— BEGIN RECORD EXCERPTS —

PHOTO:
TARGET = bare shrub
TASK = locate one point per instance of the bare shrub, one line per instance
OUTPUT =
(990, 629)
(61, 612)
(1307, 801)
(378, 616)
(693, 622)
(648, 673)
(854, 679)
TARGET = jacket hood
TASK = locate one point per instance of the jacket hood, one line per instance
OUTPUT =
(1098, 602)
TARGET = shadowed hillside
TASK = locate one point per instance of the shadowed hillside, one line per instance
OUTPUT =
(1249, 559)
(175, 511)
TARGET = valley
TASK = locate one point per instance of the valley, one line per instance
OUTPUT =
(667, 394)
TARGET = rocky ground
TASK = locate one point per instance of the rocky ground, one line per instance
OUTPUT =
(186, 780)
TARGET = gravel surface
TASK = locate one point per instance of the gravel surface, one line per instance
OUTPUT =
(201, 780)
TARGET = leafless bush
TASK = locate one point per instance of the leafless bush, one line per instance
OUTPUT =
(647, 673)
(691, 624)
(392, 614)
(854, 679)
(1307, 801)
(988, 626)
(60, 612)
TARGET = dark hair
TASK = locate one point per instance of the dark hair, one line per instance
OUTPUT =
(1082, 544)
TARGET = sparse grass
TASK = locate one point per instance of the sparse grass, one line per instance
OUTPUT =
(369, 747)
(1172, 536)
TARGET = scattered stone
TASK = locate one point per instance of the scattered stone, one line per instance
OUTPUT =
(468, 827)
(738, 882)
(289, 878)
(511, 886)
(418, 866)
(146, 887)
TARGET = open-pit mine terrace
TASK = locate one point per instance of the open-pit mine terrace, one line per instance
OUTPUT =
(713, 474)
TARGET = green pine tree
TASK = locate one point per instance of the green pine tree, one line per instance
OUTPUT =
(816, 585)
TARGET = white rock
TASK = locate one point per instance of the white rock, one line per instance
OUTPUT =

— END RECORD EXCERPTS —

◆ AIM OF THE TASK ◆
Render every line of the entries above as a Markdown table with the columns Row and Text, numbering the rows in order and leaving out any blank lines.

◆ RESPONSE TO THE EXERCISE ◆
| Row | Text |
|---|---|
| 1 | PHOTO: |
| 2 | TARGET = bare shrub |
| 3 | TASK = locate one point per instance of the bare shrub, one line per instance |
| 4 | OUTPUT = |
| 5 | (990, 629) |
| 6 | (61, 612) |
| 7 | (1307, 801) |
| 8 | (378, 616) |
| 9 | (693, 622) |
| 10 | (648, 673) |
| 11 | (854, 679) |
| 12 | TARGET = jacket hood |
| 13 | TASK = locate one point per instance of the jacket hood, one line per instance |
| 14 | OUTPUT = |
| 15 | (1098, 602) |
| 16 | TARGET = shadowed hillside |
| 17 | TASK = locate one point per instance of the shadowed hillside, one line per instance |
| 18 | OUTPUT = |
| 19 | (1249, 559) |
| 20 | (175, 511) |
| 21 | TARGET = valley |
| 22 | TASK = locate one point per instance of the valley, one line per instance |
| 23 | OUTPUT = |
| 24 | (667, 394) |
| 25 | TARGET = rocky ground |
| 26 | TASK = locate one point per instance of the rocky ground, one line per instance |
| 27 | OUTPUT = |
| 28 | (186, 780) |
| 29 | TARGET = gravel surface |
| 30 | TASK = locate one point per instance of the gravel surface, one line per instance |
| 31 | OUTPUT = |
| 32 | (201, 780) |
| 33 | TARGET = leafless bush |
| 34 | TASK = locate one point per instance of the leafless bush, one line per instance |
| 35 | OUTPUT = |
| 36 | (647, 673) |
| 37 | (691, 624) |
| 38 | (392, 614) |
| 39 | (854, 679) |
| 40 | (1307, 801) |
| 41 | (988, 626) |
| 42 | (60, 612) |
| 43 | TARGET = dark hair |
| 44 | TASK = locate one point per instance of the dark hair, one line per instance |
| 45 | OUTPUT = |
| 46 | (1082, 544) |
| 47 | TARGET = sparse grass |
| 48 | TASK = locate one point per instance of the sparse grass, one line per instance |
| 49 | OUTPUT = |
| 50 | (369, 747) |
| 51 | (1172, 536) |
| 52 | TARGET = scattered stone |
| 53 | TASK = locate one point per instance of the scattered stone, one line per instance |
| 54 | OUTPUT = |
| 55 | (468, 827) |
| 56 | (738, 882) |
| 57 | (289, 878) |
| 58 | (511, 886) |
| 59 | (418, 866) |
| 60 | (146, 887) |
| 61 | TARGET = open-pit mine terrace |
| 62 | TASK = locate one point per instance of the open-pit mine terrace, one line per instance |
| 63 | OUTPUT = |
| 64 | (713, 474) |
| 65 | TARGET = green pine tree |
| 66 | TASK = locate one point per instance of the green pine tree, one line per instance |
| 67 | OUTPUT = |
| 68 | (816, 585) |
| 69 | TARGET = white rock |
| 70 | TASK = locate one point per instance of the white rock, one line per instance |
| 71 | OUTPUT = |